Stored dataset items:
Segment Open

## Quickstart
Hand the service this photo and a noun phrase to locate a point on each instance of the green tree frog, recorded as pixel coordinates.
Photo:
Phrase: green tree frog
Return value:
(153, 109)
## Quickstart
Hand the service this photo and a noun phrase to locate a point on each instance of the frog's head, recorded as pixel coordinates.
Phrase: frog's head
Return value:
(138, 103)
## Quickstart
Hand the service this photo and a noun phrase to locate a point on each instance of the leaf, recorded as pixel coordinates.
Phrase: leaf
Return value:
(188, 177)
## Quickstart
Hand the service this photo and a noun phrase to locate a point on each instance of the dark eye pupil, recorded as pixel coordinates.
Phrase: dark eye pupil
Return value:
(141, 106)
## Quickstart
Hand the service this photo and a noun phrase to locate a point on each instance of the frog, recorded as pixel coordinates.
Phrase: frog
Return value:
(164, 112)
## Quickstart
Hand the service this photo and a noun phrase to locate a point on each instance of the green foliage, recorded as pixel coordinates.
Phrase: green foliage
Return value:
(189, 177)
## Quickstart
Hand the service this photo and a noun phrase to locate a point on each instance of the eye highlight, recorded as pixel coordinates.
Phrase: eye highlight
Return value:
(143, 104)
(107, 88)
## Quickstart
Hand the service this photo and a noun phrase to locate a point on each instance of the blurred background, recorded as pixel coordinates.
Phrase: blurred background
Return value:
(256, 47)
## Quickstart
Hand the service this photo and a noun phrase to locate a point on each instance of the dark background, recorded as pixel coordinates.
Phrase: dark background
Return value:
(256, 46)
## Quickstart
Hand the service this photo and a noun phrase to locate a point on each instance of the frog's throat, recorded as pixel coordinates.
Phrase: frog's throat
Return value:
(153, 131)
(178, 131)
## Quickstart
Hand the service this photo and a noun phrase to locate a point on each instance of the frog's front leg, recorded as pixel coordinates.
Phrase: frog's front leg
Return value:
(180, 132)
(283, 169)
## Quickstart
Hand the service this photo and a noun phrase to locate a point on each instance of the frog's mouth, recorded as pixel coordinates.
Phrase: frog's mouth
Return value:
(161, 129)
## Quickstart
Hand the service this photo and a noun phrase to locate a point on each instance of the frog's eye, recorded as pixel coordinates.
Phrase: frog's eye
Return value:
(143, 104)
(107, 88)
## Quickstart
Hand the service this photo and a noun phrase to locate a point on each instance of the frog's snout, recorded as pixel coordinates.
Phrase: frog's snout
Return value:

Segment Closed

● TO DO
Give again, word for word, every line from the one holding "Phrase: blurred background" to the end of the data.

● RESPONSE AREA
Phrase: blurred background
Return value:
(256, 47)
## Quickstart
Hand the service this photo and a noun phrase to locate a point on each instance of the dark background, recorded as pixel coordinates.
Phrase: dark background
Return value:
(256, 46)
## Quickstart
Hand the service this photo and a noun phrase to locate a point on each instance of the frog's throat, recorded as pixel coordinates.
Phrase: frog's throat
Return value:
(153, 131)
(178, 131)
## Quickstart
Hand the service this photo and a noun phrase to locate a point on each instance of the frog's front leg, recorded as pixel coordinates.
Phrase: frog's front leg
Return value:
(180, 132)
(283, 169)
## Quickstart
Hand the service this photo and a noun phrase to locate a point on each instance of the frog's mouth, recorded as pixel coordinates.
Phrase: frog's mouth
Return value:
(161, 129)
## Quickstart
Hand the service this photo and a noun phrase to locate a point on each instance of the frog's eye, recorded as pixel coordinates.
Phrase: frog's eye
Return value:
(143, 104)
(107, 88)
## Quickstart
Hand the service this photo and a noun phrase to locate a point on each instance of the frog's snout, recorded as pixel coordinates.
Phrase: frog's snout
Return value:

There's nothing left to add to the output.